Rows from a dataset for labeling boxes:
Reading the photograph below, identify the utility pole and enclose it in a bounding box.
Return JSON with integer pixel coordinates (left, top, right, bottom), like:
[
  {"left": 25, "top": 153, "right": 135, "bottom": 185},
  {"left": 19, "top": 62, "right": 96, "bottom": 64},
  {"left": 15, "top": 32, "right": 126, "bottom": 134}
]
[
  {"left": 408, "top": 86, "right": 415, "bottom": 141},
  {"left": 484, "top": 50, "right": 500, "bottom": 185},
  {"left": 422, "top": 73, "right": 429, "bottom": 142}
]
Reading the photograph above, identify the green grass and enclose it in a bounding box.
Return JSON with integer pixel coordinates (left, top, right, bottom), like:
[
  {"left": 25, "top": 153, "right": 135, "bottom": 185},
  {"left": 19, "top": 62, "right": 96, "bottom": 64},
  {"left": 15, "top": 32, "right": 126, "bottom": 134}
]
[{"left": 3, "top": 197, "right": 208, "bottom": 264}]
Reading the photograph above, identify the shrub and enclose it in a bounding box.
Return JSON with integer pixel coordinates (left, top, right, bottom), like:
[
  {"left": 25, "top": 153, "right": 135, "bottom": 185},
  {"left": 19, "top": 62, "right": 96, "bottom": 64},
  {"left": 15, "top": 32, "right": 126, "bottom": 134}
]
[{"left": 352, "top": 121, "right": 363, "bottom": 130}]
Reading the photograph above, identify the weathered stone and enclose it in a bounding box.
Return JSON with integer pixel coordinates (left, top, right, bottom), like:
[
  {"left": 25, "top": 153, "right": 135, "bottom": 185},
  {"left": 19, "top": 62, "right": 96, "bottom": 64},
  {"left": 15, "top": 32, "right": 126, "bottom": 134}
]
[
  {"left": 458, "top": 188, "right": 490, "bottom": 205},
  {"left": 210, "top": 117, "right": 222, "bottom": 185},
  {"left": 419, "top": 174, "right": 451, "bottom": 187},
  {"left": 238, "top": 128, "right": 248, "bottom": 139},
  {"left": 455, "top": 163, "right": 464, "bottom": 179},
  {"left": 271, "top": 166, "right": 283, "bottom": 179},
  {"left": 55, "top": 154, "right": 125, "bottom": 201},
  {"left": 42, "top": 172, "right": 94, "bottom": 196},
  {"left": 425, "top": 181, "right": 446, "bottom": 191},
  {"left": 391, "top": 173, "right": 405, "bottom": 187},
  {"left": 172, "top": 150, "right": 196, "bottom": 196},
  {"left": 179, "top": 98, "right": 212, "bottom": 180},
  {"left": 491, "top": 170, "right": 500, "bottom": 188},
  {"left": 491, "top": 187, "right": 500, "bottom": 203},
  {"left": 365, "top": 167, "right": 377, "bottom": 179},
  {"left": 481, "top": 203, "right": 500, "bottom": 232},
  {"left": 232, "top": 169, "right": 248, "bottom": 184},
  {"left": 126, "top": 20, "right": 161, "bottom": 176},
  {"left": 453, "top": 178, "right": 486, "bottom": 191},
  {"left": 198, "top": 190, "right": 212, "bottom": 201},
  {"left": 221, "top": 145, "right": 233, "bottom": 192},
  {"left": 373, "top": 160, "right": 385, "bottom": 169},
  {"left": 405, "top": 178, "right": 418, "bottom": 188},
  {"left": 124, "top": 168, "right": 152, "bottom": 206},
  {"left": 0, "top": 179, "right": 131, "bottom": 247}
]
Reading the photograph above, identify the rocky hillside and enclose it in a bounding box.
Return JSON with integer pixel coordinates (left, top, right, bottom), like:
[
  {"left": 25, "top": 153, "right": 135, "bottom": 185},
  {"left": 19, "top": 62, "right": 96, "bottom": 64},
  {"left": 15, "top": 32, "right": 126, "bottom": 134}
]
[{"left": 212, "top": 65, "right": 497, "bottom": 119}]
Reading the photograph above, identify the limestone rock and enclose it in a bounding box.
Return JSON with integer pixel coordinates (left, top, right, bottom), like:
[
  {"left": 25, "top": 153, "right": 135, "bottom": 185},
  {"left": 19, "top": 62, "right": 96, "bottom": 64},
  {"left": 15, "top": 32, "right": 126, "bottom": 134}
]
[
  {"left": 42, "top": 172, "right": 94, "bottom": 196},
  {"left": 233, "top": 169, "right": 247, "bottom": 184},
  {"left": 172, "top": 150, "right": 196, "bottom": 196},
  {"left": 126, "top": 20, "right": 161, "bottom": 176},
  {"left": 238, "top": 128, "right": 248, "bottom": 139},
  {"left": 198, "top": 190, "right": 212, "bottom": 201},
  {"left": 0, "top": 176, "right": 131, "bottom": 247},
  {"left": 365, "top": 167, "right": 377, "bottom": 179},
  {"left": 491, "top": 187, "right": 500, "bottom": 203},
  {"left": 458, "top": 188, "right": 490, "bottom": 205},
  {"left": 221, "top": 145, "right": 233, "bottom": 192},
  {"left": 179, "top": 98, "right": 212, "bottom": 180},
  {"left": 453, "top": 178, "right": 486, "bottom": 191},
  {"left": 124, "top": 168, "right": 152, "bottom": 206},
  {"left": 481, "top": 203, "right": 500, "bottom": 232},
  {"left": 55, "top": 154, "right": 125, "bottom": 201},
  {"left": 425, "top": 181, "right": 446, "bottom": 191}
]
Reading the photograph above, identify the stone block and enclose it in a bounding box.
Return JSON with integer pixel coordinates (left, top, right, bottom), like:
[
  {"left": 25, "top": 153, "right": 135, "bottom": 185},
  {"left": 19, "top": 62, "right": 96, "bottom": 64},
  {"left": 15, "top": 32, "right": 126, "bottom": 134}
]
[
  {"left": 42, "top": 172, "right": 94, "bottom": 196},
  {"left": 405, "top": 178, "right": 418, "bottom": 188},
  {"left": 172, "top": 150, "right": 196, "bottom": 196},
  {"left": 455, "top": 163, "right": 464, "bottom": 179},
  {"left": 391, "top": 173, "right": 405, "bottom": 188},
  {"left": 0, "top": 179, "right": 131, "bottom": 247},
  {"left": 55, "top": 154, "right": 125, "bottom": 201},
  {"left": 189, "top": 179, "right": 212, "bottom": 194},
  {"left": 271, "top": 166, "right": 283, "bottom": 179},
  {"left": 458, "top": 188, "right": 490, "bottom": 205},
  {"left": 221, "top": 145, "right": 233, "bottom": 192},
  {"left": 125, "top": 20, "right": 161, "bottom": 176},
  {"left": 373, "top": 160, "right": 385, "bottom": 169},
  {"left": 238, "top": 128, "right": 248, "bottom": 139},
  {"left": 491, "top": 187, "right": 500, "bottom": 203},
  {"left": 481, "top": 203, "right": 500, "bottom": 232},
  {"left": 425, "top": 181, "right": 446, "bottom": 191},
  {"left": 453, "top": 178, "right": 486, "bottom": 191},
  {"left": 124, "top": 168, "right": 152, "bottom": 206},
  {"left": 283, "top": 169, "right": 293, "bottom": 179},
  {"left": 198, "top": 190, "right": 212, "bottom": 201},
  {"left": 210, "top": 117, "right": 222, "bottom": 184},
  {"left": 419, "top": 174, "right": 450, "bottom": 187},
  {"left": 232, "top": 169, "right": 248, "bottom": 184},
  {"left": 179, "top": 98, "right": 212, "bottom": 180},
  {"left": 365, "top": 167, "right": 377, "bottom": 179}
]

WORK REQUIRED - Count the lines of the listing above that contain the word "photograph". Give only the number.

RESULT - 7